Am 11. September des letzten Jahres, es muss am frühen Nachmittag gewesen sein, da hatte es plötzlich „klack“ gemacht in ihrem Kopf. Es gab keinen Zweifel. Sie kannte sich aus mit dem Sehen, mit dem ganzen Kopf, sie war Orthoptistin.

Am 15. Juni um 20 Uhr 05 hörte sie auf zu atmen. Sie hatte alles versucht. Die Bücher waren nur ein kleiner Teil. Einführungen in die Neurochirurgie, viel Text, wenig Bilder, Querschnitte vom Gehirn. Mit Literatur dieser Art lag sie im Krankenhausbett im Benjamin Franklin Klinikum, in der Uniklinik Göttingen, studierte das eigene Schicksal zwischen Morgenwaschung und Chefarztvisite. Seite für Seite, auch wenn die Doktoren das nicht gerne sahen. Sie wusste, wie es um sie bestellt war. Man konnte ihr nichts vormachen.

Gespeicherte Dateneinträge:
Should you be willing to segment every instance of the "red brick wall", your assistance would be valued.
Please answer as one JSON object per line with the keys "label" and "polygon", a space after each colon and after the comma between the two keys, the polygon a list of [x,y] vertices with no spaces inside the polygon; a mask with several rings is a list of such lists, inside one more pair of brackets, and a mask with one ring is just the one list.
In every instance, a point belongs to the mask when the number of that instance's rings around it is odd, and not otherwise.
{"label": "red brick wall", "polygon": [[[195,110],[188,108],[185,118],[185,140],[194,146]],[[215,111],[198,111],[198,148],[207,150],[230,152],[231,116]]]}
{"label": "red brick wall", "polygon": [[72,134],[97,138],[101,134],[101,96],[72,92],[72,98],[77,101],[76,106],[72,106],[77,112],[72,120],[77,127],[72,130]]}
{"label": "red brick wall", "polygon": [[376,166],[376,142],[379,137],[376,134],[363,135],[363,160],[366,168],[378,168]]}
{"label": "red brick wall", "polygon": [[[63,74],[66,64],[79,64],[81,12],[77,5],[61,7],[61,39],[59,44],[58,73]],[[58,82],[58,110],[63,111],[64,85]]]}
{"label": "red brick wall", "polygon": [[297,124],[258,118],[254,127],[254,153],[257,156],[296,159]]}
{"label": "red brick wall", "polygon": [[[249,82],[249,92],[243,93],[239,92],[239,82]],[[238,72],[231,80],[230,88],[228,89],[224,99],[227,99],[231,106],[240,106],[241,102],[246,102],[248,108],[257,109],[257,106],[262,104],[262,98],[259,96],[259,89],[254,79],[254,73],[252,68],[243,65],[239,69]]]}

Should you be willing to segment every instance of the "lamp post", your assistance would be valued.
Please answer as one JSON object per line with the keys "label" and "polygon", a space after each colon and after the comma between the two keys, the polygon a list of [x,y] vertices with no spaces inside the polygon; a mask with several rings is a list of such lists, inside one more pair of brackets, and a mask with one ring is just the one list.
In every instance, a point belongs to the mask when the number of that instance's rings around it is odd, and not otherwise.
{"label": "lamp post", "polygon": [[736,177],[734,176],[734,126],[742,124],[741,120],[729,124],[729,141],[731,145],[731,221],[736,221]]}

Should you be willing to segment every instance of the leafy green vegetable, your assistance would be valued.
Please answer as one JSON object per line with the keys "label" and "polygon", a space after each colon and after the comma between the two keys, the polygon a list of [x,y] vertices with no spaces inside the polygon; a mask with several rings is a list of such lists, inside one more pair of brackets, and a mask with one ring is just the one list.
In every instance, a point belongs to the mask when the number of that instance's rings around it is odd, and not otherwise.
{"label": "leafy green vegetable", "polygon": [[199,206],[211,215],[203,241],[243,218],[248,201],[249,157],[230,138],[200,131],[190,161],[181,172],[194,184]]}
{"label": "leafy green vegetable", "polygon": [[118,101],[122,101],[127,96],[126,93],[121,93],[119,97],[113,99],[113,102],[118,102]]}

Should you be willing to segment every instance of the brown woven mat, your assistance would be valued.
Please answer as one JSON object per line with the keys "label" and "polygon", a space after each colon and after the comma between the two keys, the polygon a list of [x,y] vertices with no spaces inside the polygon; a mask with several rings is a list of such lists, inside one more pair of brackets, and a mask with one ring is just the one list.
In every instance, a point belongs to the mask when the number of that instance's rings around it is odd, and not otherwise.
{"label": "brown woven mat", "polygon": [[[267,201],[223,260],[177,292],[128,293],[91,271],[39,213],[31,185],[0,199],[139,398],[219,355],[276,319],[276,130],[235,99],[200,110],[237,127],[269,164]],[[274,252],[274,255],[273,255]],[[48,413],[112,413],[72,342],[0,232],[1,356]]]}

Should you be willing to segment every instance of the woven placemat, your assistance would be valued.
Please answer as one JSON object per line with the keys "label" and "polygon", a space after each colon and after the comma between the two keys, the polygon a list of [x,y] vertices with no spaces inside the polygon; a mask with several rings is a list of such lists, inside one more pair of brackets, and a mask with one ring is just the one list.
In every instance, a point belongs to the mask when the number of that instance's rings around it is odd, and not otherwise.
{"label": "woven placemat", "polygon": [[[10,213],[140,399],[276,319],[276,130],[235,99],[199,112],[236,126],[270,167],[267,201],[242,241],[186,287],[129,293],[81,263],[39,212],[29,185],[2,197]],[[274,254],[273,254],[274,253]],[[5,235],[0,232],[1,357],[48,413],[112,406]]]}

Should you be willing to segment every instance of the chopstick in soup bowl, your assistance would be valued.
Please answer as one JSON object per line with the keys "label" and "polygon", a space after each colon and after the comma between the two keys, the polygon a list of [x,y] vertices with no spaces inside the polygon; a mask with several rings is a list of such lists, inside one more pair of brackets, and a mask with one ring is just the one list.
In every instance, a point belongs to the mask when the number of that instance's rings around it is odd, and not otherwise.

• ANFORDERUNG: Kannst du dem Ausgangstext die Passage von „Am 11. September“ bis einschließlich „ihr nichts vormachen.“ wortgetreu entnehmen?

• LÖSUNG:
Am 11. September des letzten Jahres, es muss am frühen Nachmittag gewesen sein, da hatte es plötzlich „klack“ gemacht in ihrem Kopf. Es gab keinen Zweifel. Sie kannte sich aus mit dem Sehen, mit dem ganzen Kopf, sie war Orthoptistin.

Am 15. Juni um 20 Uhr 05 hörte sie auf zu atmen. Sie hatte alles versucht. Die Bücher waren nur ein kleiner Teil. Einführungen in die Neurochirurgie, viel Text, wenig Bilder, Querschnitte vom Gehirn. Mit Literatur dieser Art lag sie im Krankenhausbett im Benjamin Franklin Klinikum, in der Uniklinik Göttingen, studierte das eigene Schicksal zwischen Morgenwaschung und Chefarztvisite. Seite für Seite, auch wenn die Doktoren das nicht gerne sahen. Sie wusste, wie es um sie bestellt war. Man konnte ihr nichts vormachen.